EXCERPTED PASSAGE
--

Surrealist, film noir paintings of women by Troy Brooks that drip with classic Hollywood glamour and drama

Professional Widow © Troy Brooks. All images courtesy of the artist and Corey Helford Gallery.

Professional Widow © Troy Brooks. All images courtesy of the artist and Corey Helford Gallery.

Contemporary surrealist artist Troy Brooks is known for his portraits of elongated women, influenced by a mixture of classic Hollywood imagery and ancient mythology. His latest series, Through A Glass Darkly, continues that popular theme with fresh paintings of glamorous female characters, as eerily seductive as they are intensely emotional.

Based in Canada, Troy's impact on the pop-surrealist movement is widely recognised. One critic described his work as "gender-questionable, powdery oil paintings of pin-tin (and pinch-faced) 'ladies', malicious matrons who appear to have walked out of an Edward Gorey illustration after raiding Johnny Depp's Alice in Wonderland costume rack."

--

Records from a collection:
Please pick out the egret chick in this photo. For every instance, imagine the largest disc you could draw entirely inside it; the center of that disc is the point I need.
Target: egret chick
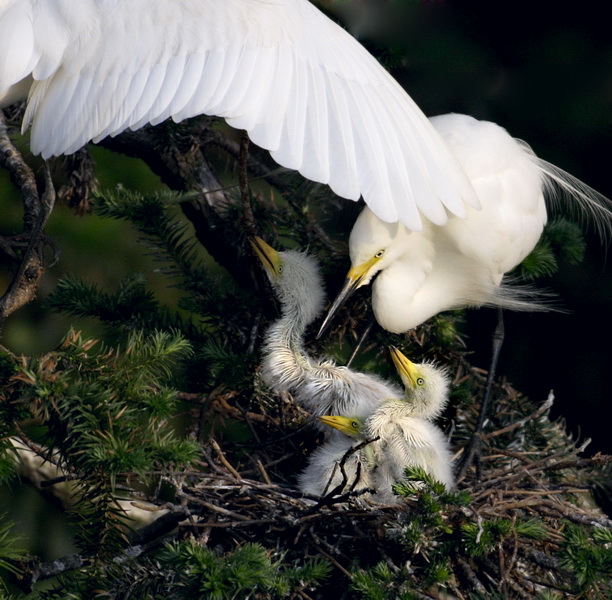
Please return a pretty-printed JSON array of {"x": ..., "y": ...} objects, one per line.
[
  {"x": 332, "y": 466},
  {"x": 417, "y": 274},
  {"x": 403, "y": 432},
  {"x": 319, "y": 385}
]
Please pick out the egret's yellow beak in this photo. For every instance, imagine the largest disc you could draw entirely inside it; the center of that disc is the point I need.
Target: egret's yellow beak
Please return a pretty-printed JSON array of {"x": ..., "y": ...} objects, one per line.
[
  {"x": 270, "y": 259},
  {"x": 407, "y": 370},
  {"x": 355, "y": 278},
  {"x": 346, "y": 425}
]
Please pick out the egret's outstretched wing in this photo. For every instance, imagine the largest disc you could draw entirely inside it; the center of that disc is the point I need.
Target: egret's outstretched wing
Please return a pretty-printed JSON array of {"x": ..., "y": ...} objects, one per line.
[{"x": 301, "y": 86}]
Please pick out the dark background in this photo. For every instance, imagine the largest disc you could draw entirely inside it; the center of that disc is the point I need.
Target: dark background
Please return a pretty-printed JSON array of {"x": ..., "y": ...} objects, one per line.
[{"x": 545, "y": 74}]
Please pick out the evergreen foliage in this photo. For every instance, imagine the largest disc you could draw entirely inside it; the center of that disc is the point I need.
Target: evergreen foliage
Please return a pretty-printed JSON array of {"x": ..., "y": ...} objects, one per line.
[{"x": 168, "y": 423}]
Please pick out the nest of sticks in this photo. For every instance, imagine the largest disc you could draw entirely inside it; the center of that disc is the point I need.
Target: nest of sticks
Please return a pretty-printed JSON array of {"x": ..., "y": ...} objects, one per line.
[{"x": 529, "y": 468}]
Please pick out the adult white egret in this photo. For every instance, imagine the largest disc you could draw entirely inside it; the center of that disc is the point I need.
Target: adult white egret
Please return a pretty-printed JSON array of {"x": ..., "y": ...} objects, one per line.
[
  {"x": 319, "y": 385},
  {"x": 403, "y": 432},
  {"x": 421, "y": 273},
  {"x": 300, "y": 85}
]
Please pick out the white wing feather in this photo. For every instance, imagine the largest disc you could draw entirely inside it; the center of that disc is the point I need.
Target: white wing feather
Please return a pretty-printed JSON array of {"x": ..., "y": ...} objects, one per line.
[{"x": 301, "y": 86}]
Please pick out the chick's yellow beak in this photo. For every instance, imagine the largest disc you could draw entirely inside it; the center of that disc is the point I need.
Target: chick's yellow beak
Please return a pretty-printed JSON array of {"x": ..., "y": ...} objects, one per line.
[
  {"x": 270, "y": 259},
  {"x": 346, "y": 425},
  {"x": 407, "y": 370},
  {"x": 355, "y": 278}
]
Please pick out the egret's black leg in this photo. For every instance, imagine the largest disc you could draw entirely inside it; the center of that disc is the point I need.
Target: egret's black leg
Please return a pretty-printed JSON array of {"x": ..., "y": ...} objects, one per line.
[
  {"x": 364, "y": 335},
  {"x": 473, "y": 447}
]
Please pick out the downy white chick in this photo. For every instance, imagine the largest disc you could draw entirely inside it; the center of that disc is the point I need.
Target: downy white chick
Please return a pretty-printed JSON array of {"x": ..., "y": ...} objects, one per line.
[{"x": 319, "y": 385}]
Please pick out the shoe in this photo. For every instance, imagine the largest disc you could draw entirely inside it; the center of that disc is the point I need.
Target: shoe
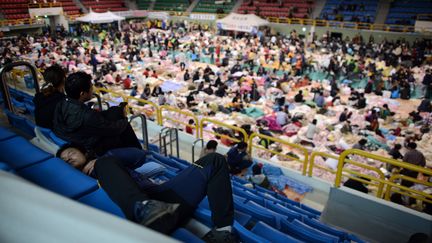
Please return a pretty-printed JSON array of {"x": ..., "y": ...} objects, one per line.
[
  {"x": 157, "y": 215},
  {"x": 216, "y": 236}
]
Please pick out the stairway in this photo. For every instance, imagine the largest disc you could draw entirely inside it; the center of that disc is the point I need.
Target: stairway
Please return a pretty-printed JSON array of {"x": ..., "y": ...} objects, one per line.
[
  {"x": 318, "y": 7},
  {"x": 383, "y": 10}
]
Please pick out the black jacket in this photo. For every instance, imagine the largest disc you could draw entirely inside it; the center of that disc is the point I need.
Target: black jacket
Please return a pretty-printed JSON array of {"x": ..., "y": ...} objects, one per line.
[
  {"x": 77, "y": 123},
  {"x": 44, "y": 108}
]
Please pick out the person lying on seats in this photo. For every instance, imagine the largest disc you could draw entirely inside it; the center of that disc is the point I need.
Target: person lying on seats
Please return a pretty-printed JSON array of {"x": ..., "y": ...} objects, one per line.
[
  {"x": 95, "y": 131},
  {"x": 166, "y": 206}
]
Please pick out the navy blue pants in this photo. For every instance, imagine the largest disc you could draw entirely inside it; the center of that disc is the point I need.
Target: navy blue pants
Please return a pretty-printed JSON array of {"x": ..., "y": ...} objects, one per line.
[{"x": 209, "y": 177}]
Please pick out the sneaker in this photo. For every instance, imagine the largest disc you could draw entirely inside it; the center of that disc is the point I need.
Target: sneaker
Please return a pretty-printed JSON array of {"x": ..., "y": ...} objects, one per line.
[
  {"x": 216, "y": 236},
  {"x": 157, "y": 215}
]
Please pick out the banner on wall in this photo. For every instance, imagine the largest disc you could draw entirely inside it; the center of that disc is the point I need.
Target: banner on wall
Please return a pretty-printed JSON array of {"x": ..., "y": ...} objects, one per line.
[
  {"x": 241, "y": 22},
  {"x": 423, "y": 26},
  {"x": 202, "y": 16}
]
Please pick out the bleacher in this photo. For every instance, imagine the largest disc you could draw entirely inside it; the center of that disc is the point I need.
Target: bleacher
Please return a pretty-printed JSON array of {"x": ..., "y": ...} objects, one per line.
[
  {"x": 101, "y": 6},
  {"x": 289, "y": 8},
  {"x": 260, "y": 215},
  {"x": 144, "y": 4},
  {"x": 14, "y": 9},
  {"x": 171, "y": 5},
  {"x": 209, "y": 6},
  {"x": 405, "y": 12},
  {"x": 365, "y": 11}
]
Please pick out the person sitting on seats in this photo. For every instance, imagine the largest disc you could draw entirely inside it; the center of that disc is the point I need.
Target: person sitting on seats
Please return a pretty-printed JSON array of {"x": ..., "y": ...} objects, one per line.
[
  {"x": 238, "y": 159},
  {"x": 166, "y": 206},
  {"x": 96, "y": 131},
  {"x": 51, "y": 94}
]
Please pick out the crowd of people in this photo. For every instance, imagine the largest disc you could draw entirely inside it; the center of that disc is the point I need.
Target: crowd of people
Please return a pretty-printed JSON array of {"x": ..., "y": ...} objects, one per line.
[{"x": 264, "y": 83}]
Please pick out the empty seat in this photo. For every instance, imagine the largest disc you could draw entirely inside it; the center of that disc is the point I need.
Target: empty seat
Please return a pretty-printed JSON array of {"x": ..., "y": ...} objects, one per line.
[
  {"x": 304, "y": 232},
  {"x": 247, "y": 236},
  {"x": 184, "y": 235},
  {"x": 18, "y": 153},
  {"x": 6, "y": 134},
  {"x": 100, "y": 200},
  {"x": 272, "y": 234},
  {"x": 57, "y": 176}
]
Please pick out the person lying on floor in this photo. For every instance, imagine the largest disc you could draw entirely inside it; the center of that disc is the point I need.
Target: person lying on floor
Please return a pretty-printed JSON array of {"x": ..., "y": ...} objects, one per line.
[{"x": 166, "y": 206}]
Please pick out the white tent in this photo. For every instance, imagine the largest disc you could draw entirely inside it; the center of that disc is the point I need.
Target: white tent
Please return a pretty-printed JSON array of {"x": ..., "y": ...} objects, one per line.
[
  {"x": 241, "y": 22},
  {"x": 100, "y": 18}
]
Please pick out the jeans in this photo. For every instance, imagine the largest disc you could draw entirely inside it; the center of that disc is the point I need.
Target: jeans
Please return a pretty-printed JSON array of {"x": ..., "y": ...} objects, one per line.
[{"x": 208, "y": 176}]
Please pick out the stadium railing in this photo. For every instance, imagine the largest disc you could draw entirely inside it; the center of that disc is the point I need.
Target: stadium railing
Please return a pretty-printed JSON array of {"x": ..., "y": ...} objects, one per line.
[{"x": 377, "y": 181}]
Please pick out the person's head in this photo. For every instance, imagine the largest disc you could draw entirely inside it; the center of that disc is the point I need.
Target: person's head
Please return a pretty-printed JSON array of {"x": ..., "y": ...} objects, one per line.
[
  {"x": 79, "y": 86},
  {"x": 55, "y": 76},
  {"x": 362, "y": 142},
  {"x": 211, "y": 145},
  {"x": 73, "y": 154},
  {"x": 256, "y": 169},
  {"x": 242, "y": 146},
  {"x": 398, "y": 146},
  {"x": 412, "y": 145}
]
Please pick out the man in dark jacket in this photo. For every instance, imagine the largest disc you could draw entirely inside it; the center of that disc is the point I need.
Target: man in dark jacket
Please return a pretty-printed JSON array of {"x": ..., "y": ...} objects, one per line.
[{"x": 95, "y": 131}]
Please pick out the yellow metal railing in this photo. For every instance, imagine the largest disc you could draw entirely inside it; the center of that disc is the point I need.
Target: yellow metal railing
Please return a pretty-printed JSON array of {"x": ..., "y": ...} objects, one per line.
[
  {"x": 206, "y": 121},
  {"x": 352, "y": 174},
  {"x": 343, "y": 158},
  {"x": 397, "y": 188},
  {"x": 305, "y": 152},
  {"x": 154, "y": 113},
  {"x": 187, "y": 114},
  {"x": 383, "y": 186}
]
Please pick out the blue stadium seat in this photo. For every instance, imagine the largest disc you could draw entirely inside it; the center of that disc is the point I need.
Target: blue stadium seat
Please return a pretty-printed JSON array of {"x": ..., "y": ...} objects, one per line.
[
  {"x": 326, "y": 228},
  {"x": 60, "y": 142},
  {"x": 56, "y": 175},
  {"x": 150, "y": 169},
  {"x": 248, "y": 195},
  {"x": 18, "y": 153},
  {"x": 5, "y": 167},
  {"x": 257, "y": 212},
  {"x": 272, "y": 234},
  {"x": 6, "y": 134},
  {"x": 284, "y": 211},
  {"x": 304, "y": 232},
  {"x": 21, "y": 123},
  {"x": 99, "y": 199},
  {"x": 184, "y": 235},
  {"x": 247, "y": 236}
]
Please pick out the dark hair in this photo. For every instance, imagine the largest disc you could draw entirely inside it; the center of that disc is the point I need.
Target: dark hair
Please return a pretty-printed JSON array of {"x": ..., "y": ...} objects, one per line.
[
  {"x": 70, "y": 145},
  {"x": 256, "y": 169},
  {"x": 76, "y": 83},
  {"x": 212, "y": 144},
  {"x": 412, "y": 145},
  {"x": 241, "y": 145},
  {"x": 54, "y": 77}
]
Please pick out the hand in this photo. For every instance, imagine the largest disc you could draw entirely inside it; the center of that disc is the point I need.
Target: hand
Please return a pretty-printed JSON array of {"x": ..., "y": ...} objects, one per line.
[{"x": 89, "y": 167}]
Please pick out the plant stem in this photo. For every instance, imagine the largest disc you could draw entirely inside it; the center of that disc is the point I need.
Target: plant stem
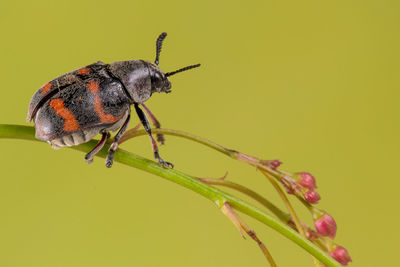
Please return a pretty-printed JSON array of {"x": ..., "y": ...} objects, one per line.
[
  {"x": 217, "y": 196},
  {"x": 283, "y": 216}
]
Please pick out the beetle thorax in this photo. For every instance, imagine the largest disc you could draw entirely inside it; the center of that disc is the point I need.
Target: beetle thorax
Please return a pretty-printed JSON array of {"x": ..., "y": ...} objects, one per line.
[{"x": 140, "y": 78}]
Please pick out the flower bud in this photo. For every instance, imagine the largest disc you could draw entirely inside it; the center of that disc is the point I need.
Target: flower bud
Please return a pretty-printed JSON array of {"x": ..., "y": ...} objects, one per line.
[
  {"x": 341, "y": 255},
  {"x": 312, "y": 197},
  {"x": 326, "y": 225},
  {"x": 306, "y": 180},
  {"x": 272, "y": 163}
]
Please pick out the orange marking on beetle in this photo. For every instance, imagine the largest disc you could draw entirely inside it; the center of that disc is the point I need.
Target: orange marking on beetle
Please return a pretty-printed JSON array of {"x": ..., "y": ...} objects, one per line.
[
  {"x": 93, "y": 87},
  {"x": 70, "y": 123},
  {"x": 84, "y": 71},
  {"x": 46, "y": 87}
]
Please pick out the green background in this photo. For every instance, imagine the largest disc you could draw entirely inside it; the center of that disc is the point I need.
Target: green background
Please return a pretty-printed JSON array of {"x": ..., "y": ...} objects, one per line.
[{"x": 312, "y": 83}]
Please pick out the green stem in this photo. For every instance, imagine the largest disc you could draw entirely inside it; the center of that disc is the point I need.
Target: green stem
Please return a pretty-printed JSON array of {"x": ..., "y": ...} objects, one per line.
[
  {"x": 217, "y": 196},
  {"x": 283, "y": 216}
]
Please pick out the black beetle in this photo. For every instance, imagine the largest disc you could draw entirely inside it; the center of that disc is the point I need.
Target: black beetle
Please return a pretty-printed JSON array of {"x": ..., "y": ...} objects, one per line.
[{"x": 75, "y": 107}]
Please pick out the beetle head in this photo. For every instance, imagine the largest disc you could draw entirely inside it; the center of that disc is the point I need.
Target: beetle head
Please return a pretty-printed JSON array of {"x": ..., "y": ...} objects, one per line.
[{"x": 159, "y": 80}]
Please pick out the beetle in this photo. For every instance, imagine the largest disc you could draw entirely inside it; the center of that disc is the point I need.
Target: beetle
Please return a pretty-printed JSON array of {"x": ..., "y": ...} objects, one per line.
[{"x": 75, "y": 107}]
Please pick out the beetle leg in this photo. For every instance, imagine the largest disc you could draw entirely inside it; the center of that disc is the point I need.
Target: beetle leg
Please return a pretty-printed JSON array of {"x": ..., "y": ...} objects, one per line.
[
  {"x": 156, "y": 123},
  {"x": 147, "y": 127},
  {"x": 89, "y": 156},
  {"x": 114, "y": 145}
]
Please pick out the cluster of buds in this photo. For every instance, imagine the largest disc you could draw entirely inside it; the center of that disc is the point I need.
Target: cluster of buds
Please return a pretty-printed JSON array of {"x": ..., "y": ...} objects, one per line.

--

Write the next part of the article on Troy Brooks's surrealist paintings of women, starting after its final sentence.

ANSWER TO THE PROBLEM
"Besides female characters being the eternal protagonist in my work, another central component has always been the dazzling glamour and grandeur of old Hollywood," Troy says. "From the world-weary vamps of the silent era to the elegant clothes horses of the '30s to the square-shouldered career woman of war-time women's pictures, these personas monopolised my imagination."

Troy claims this interest in classic cinema began at an early age when he would spend hours in his local library, sketching ghostly actresses from huge photography books. "The first old film I remember seeing at four years old was Whatever Happened To Baby Jane, a gothic tragedy that haunted me with its twisted decayed glamour. It would ultimately have an enormous impact on my creative tone," he adds.

Of all the genres of classic cinema that Troy has incorporated into his work, probably the most consequential has been film noir. "With its atmospheric tension and hard-boiled glitz, this brooding style of visual storytelling crammed a litany of narrative details into each frame surrounding its phantom temptresses. These films taught me everything I know about composition and light. I was particularly intrigued by how the absence of light seemed to illustrate a complicated narrative. One carefully placed shadow over the left eye could communicate a secret. A shadow over both eyes seemed to indicate a burden."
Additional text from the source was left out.